### Segmentation mask records
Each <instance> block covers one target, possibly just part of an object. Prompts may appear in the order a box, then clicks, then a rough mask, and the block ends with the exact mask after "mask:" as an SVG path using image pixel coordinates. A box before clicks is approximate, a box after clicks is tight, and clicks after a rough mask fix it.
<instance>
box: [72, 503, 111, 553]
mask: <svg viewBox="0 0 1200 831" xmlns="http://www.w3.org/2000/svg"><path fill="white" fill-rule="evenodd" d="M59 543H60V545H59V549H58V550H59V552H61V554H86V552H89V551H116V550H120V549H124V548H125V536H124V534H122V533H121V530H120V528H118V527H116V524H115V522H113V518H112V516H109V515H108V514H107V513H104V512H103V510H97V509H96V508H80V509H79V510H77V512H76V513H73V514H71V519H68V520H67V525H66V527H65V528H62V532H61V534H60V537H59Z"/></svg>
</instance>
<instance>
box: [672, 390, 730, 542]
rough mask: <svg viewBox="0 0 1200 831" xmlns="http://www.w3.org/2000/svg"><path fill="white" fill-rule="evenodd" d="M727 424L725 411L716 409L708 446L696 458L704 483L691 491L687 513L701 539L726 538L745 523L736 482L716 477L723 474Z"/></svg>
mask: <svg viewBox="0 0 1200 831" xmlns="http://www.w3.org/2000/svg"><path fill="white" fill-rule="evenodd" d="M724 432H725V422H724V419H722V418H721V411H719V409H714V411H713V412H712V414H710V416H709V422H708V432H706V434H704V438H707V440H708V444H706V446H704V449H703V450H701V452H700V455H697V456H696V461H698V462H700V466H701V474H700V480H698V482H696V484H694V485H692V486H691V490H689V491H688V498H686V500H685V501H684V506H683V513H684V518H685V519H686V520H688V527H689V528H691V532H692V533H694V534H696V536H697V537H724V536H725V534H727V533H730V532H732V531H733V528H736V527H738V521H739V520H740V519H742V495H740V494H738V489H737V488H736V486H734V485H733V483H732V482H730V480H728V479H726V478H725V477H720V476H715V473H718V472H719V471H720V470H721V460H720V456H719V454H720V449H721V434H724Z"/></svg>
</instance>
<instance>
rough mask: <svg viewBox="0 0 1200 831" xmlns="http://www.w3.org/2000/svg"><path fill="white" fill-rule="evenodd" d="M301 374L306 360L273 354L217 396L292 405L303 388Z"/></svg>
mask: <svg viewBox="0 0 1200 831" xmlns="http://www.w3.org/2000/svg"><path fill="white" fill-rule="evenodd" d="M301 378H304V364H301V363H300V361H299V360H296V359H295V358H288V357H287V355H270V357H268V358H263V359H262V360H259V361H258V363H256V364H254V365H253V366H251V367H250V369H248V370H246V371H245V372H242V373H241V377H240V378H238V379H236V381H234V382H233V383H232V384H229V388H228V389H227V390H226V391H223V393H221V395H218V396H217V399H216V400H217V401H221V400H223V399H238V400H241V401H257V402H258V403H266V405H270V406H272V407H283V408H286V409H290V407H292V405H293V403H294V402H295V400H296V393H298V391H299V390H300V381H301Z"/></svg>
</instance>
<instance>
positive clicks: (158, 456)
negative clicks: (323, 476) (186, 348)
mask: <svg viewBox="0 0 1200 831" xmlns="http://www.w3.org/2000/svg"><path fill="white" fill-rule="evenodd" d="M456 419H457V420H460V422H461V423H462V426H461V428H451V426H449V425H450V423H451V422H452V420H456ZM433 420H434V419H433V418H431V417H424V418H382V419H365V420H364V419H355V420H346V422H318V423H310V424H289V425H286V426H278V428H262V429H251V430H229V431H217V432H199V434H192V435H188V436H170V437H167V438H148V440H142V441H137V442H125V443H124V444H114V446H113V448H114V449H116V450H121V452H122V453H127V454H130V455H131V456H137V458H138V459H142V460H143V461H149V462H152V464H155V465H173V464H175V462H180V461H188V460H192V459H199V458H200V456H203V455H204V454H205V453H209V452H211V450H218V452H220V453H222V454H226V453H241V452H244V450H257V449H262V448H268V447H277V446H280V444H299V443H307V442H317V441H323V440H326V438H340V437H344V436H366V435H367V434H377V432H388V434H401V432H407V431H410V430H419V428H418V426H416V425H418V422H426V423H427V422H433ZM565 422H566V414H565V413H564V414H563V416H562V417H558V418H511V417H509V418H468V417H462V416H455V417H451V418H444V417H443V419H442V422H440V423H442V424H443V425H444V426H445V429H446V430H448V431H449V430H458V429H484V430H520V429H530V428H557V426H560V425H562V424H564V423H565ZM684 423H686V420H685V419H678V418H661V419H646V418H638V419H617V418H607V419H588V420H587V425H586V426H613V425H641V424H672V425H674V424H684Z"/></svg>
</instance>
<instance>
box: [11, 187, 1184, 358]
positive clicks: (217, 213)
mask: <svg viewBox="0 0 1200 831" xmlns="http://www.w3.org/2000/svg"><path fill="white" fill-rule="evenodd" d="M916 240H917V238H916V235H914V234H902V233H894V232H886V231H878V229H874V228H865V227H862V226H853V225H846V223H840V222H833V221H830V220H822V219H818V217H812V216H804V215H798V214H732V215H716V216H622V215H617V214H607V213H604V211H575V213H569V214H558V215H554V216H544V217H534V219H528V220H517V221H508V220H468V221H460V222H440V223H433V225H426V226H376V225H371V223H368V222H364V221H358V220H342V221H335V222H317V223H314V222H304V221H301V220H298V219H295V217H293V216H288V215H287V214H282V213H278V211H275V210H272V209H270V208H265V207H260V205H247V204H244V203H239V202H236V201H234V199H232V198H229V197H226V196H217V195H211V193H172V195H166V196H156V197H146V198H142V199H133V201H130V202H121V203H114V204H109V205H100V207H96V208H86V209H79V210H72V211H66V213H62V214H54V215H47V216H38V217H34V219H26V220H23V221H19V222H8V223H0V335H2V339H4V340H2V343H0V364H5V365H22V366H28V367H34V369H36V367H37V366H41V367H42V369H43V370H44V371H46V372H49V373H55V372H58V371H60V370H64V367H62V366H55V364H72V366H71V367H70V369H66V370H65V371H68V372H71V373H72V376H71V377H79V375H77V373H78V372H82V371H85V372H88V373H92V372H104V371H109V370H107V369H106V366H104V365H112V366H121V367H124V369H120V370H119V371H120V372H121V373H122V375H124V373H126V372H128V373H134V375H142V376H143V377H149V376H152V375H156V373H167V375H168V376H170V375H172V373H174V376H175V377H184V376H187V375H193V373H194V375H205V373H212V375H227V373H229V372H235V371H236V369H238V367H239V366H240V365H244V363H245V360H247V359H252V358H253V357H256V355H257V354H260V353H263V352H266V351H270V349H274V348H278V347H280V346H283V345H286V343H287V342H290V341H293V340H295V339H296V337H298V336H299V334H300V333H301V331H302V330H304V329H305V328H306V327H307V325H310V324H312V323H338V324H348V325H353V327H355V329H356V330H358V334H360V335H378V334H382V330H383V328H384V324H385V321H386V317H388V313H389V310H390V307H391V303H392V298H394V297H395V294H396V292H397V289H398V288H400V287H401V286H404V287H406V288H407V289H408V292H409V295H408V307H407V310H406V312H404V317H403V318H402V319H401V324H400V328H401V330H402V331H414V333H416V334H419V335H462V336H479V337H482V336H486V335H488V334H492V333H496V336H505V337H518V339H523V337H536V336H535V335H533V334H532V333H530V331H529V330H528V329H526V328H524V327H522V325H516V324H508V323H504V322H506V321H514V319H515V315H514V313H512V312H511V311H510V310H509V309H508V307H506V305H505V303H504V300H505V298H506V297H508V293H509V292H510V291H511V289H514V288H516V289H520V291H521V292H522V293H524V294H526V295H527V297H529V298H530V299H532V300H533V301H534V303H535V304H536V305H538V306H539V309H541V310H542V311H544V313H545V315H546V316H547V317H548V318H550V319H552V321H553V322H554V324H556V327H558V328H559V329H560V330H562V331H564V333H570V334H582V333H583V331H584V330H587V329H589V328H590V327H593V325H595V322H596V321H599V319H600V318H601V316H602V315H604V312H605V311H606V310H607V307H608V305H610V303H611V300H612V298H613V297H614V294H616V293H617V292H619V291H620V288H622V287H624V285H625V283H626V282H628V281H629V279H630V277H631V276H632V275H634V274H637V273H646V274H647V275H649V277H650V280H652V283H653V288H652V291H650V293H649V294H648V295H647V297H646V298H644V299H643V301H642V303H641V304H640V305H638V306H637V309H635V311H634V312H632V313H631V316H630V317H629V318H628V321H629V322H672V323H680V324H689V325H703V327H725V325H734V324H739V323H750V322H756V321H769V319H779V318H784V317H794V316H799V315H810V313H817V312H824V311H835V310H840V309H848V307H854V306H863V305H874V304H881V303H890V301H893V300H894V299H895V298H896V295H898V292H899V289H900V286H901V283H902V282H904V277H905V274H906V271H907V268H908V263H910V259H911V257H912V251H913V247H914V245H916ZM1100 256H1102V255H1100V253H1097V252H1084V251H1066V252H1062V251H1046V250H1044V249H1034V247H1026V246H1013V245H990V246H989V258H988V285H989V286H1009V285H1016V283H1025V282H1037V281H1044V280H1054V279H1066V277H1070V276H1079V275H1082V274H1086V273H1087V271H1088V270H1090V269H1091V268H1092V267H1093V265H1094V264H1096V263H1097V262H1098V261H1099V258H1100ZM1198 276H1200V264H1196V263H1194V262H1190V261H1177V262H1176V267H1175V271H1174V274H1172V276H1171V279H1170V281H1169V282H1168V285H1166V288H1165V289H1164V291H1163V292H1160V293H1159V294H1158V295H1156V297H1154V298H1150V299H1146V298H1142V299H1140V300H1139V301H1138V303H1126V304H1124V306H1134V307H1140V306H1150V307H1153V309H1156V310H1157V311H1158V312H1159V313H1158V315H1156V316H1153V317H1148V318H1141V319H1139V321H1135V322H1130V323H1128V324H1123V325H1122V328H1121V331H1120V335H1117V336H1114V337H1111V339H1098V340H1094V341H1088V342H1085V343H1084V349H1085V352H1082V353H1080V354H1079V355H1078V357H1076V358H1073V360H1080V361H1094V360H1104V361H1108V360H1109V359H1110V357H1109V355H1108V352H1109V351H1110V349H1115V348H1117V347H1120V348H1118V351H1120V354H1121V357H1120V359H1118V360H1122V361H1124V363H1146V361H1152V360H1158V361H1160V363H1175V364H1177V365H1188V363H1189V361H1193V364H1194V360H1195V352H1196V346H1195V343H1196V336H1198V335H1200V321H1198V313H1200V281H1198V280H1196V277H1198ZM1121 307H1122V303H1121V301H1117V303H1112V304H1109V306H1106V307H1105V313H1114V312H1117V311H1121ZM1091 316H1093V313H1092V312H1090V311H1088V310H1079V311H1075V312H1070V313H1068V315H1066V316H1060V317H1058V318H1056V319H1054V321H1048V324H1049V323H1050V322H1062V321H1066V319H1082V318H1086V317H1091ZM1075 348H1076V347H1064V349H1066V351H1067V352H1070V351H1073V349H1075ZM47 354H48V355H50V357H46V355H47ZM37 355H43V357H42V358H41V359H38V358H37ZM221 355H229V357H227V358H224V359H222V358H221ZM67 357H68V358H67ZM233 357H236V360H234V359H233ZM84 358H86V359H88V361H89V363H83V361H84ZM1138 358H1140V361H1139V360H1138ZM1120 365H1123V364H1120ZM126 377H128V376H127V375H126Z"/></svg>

### DIRECTIVE
Format as a numbered list the lines from the start of the records up to and including the line containing "box: [672, 390, 730, 542]", leaving out any blank lines.

### ANSWER SPACE
1. Each <instance> block covers one target, possibly just part of an object. Prompts may appear in the order a box, then clicks, then a rough mask, and the block ends with the exact mask after "mask:" as an SVG path using image pixel coordinates. A box before clicks is approximate, a box after clicks is tight, and clicks after a rough mask fix it.
2. <instance>
3. box: [72, 503, 111, 553]
4. mask: <svg viewBox="0 0 1200 831" xmlns="http://www.w3.org/2000/svg"><path fill="white" fill-rule="evenodd" d="M59 543H60V545H59V549H58V550H59V552H61V554H86V552H89V551H116V550H120V549H124V548H125V536H124V534H122V533H121V530H120V528H118V527H116V524H115V522H113V518H112V516H109V515H108V514H107V513H104V512H103V510H97V509H96V508H80V509H79V510H77V512H76V513H73V514H71V519H68V520H67V525H66V527H65V528H62V532H61V534H60V537H59Z"/></svg>
5. </instance>
6. <instance>
7. box: [672, 390, 730, 542]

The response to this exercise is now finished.